-------- Records supplied --------

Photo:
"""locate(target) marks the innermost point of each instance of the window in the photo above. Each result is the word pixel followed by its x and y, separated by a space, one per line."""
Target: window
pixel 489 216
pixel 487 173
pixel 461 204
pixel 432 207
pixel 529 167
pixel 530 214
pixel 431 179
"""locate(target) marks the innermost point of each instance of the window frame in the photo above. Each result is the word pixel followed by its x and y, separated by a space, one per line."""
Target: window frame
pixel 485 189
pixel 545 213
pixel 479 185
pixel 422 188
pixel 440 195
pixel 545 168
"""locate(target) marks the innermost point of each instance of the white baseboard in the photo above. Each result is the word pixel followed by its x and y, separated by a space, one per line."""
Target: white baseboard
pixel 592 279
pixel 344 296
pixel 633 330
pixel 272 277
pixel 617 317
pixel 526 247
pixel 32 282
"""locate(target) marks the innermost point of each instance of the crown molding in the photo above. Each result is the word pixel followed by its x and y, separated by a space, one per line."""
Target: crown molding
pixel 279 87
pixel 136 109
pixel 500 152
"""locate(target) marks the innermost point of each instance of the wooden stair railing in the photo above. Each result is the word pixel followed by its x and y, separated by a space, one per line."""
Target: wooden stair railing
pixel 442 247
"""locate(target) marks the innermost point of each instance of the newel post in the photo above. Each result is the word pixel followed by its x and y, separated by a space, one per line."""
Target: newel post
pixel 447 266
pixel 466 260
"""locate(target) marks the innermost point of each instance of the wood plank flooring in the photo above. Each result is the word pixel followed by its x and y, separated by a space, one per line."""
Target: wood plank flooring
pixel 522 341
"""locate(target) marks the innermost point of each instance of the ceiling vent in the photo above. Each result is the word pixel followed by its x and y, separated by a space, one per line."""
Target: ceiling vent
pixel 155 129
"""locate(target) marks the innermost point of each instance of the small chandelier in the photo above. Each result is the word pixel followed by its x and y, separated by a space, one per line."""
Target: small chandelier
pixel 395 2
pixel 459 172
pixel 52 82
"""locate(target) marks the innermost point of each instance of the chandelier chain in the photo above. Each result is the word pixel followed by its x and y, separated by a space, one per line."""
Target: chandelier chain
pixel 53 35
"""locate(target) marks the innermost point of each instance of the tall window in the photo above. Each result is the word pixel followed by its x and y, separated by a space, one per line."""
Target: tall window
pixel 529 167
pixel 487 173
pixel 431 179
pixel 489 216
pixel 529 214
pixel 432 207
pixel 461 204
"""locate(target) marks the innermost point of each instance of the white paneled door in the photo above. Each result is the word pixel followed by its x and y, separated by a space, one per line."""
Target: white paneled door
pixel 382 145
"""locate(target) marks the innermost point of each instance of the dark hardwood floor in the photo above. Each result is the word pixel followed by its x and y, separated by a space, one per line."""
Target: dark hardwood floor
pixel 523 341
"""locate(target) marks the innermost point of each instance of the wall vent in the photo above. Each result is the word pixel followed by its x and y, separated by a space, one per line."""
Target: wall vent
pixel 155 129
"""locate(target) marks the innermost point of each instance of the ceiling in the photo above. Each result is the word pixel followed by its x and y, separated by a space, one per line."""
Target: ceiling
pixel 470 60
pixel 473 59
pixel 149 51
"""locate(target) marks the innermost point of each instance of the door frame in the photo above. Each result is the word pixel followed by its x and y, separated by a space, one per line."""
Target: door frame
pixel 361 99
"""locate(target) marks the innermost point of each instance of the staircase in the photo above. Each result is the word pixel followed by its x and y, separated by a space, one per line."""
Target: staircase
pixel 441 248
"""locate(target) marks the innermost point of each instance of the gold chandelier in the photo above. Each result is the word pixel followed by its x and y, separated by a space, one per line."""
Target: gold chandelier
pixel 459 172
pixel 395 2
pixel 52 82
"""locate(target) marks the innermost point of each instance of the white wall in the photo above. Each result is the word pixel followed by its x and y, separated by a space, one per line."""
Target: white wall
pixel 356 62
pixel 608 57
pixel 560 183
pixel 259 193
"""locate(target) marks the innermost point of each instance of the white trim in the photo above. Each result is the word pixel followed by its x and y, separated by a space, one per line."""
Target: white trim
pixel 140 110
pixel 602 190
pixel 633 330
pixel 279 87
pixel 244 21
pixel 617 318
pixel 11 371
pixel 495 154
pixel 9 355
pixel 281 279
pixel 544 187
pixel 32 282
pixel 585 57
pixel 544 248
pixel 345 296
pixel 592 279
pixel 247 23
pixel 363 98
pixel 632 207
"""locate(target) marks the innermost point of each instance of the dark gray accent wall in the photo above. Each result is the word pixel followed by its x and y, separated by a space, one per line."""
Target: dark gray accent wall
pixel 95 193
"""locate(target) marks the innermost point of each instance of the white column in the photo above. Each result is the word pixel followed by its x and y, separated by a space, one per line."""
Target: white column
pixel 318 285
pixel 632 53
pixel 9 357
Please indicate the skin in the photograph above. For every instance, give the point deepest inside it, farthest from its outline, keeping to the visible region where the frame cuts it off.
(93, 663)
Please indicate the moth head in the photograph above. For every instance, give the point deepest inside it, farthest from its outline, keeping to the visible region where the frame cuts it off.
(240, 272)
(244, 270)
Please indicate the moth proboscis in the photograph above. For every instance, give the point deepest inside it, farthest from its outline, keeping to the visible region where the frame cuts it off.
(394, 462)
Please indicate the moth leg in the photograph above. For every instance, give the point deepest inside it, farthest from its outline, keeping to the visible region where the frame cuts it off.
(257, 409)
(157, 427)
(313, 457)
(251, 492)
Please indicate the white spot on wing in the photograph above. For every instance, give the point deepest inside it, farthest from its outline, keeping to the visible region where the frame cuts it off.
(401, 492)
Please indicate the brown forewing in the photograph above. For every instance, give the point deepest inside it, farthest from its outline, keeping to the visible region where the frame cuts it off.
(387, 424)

--------

§ What you should do:
Word for word, set down all of the material.

§ Result of this exercise:
Photo:
"""locate(target) marks the innermost point of each instance of the window in the photo above. Each result is the word pixel followed by its x and y, separated by a space, one per line."""
Target: window
pixel 489 216
pixel 487 173
pixel 461 204
pixel 432 207
pixel 529 167
pixel 530 214
pixel 431 179
"""locate(target) marks the innermost point of each instance of the window frame in the photo above. Each result is the word pixel followed by its x and y, separated by a space, one per line."""
Target: window frame
pixel 485 189
pixel 545 213
pixel 479 185
pixel 422 188
pixel 440 195
pixel 545 168
"""locate(target) marks the innermost point of each instance of the white baseboard in the photo above. Each result is the word pixel followed by its x and y, separated by a space, one per line."""
Target: white baseboard
pixel 592 279
pixel 344 296
pixel 633 330
pixel 272 277
pixel 617 317
pixel 526 247
pixel 32 282
"""locate(target) marks the innermost point of each instance of the crown molding in the photo above. Each result is the word pixel followed by its x and y, separated by a space, one per line."""
Target: crown molding
pixel 279 87
pixel 136 109
pixel 500 152
"""locate(target) marks the innermost point of each instance of the wooden stair railing in the photo above. Each result is the word pixel followed by its x and y, separated by a space, one per line."""
Target: wooden stair railing
pixel 442 247
"""locate(target) marks the innermost point of each instance of the newel post in the photo above. Each result is the word pixel followed by its x and y, separated by a space, one per line."""
Target: newel post
pixel 447 266
pixel 466 260
"""locate(target) marks the innermost point of each instance of the wood plank flooring in the photo above. Each result is the word pixel followed by its x and y, separated by a space, one per line."""
Target: wood plank flooring
pixel 522 341
"""locate(target) marks the innermost point of each instance of the ceiling vent in the photo above. Each result is the word pixel followed by its x and y, separated by a space, one per line."""
Target: ceiling vent
pixel 155 129
"""locate(target) marks the innermost point of each instance of the small chandelier in the photo above. Each result is the word pixel followed by its x and y, separated by a space, one per line."""
Target: small chandelier
pixel 395 2
pixel 459 172
pixel 52 82
"""locate(target) marks the innermost point of each instance of the chandelier chain in the photo above. Each result is the word pixel followed by its x and y, separated by a space, one per line."""
Target: chandelier chain
pixel 53 35
"""locate(target) marks the innermost point of each instance of the tall window in the photo above. Each result is the word pixel followed by its x and y, separated by a space, one per line."""
Target: tall window
pixel 529 167
pixel 487 173
pixel 431 179
pixel 489 216
pixel 529 214
pixel 432 207
pixel 461 204
"""locate(target) marks the innermost point of each instance of the white paneled door in the photo above. Each result is the word pixel followed by its x and y, separated by a space, one per line."""
Target: white paneled door
pixel 382 145
"""locate(target) marks the innermost point of each instance of the dark hardwood floor in the photo above. Each result is the word pixel followed by its x and y, separated by a space, one per line."""
Target: dark hardwood floor
pixel 523 341
"""locate(target) marks the innermost point of each instance of the wall vent in the photo above. Each result is the word pixel followed by its x and y, separated by a space, one per line."""
Target: wall vent
pixel 155 129
"""locate(target) marks the innermost point of each instance of the ceiling in the photo above. Each result is the word pixel followed by its x and y, separated by a space, one per line."""
Target: ceiling
pixel 470 60
pixel 473 59
pixel 149 51
"""locate(target) marks the innermost point of each instance of the door frame in the photo above. Each result is the word pixel followed by its x and y, separated by a space, one per line."""
Target: door frame
pixel 361 99
"""locate(target) marks the innermost point of each instance of the staircase in the photo above. Each result is the word pixel followed by its x and y, separated by a space, one per line."""
Target: staircase
pixel 441 248
"""locate(target) marks the innermost point of each instance of the gold chandelier in the photo above. Each result is the word pixel followed by its x and y, separated by a space, one per line."""
Target: gold chandelier
pixel 459 172
pixel 395 2
pixel 52 82
"""locate(target) marks the innermost point of each instance of the white wall in the photo above. Each result is the word pixel followed by its x and y, separated by a space, one per line."""
Target: white wall
pixel 356 62
pixel 608 57
pixel 560 183
pixel 259 193
"""locate(target) marks the innermost point of each instance of the white trim in the photo above. Each result is the word pixel followed by its x and y, separated by a space, one per line."""
Target: white trim
pixel 140 110
pixel 602 190
pixel 633 330
pixel 279 87
pixel 244 21
pixel 617 318
pixel 11 371
pixel 495 154
pixel 9 355
pixel 281 279
pixel 544 187
pixel 32 282
pixel 585 57
pixel 544 248
pixel 345 296
pixel 592 279
pixel 247 23
pixel 363 98
pixel 632 207
"""locate(target) marks the innermost point of each instance of the dark gray accent wall in the photo above. Each result is the word pixel followed by its x and y, separated by a space, one per line."""
Target: dark gray accent wall
pixel 95 193
"""locate(target) marks the innermost point of each instance of the white column in the photo above. Each result is the word pixel followed by its x and y, separated by a space, one per line."""
Target: white column
pixel 318 285
pixel 632 53
pixel 9 357
Please indicate the skin in the photograph above. For every instance, give the point deepest inside it, farthest from its outline, keeping to the visible region where the frame cuts it off.
(93, 663)
Please indicate the moth head in the photograph above. For every instance, give the point deepest inside it, farthest from its outline, keeping to the visible region where the frame cuts it off.
(240, 272)
(244, 270)
Please indicate the moth proboscis in the photograph above. For every instance, give the point deepest inside it, farthest from its outline, keeping to the visible region where the frame cuts it off.
(394, 462)
Please indicate the moth leg in the photograph above. For every instance, give the point deepest inside it, farthest from its outline, keeping to the visible region where the frame cuts it off.
(257, 409)
(157, 427)
(313, 457)
(251, 492)
Please indicate the white spot on wing in the photograph above. For every instance, give the point deepest inside it, farthest from its outline, keeping to the visible region where the frame cuts it off.
(401, 492)
Please indicate the brown forewing in the photograph above. For every instance, give the point deepest inside it, farthest from its outline, keeping to the visible region where the frame cuts it off.
(387, 424)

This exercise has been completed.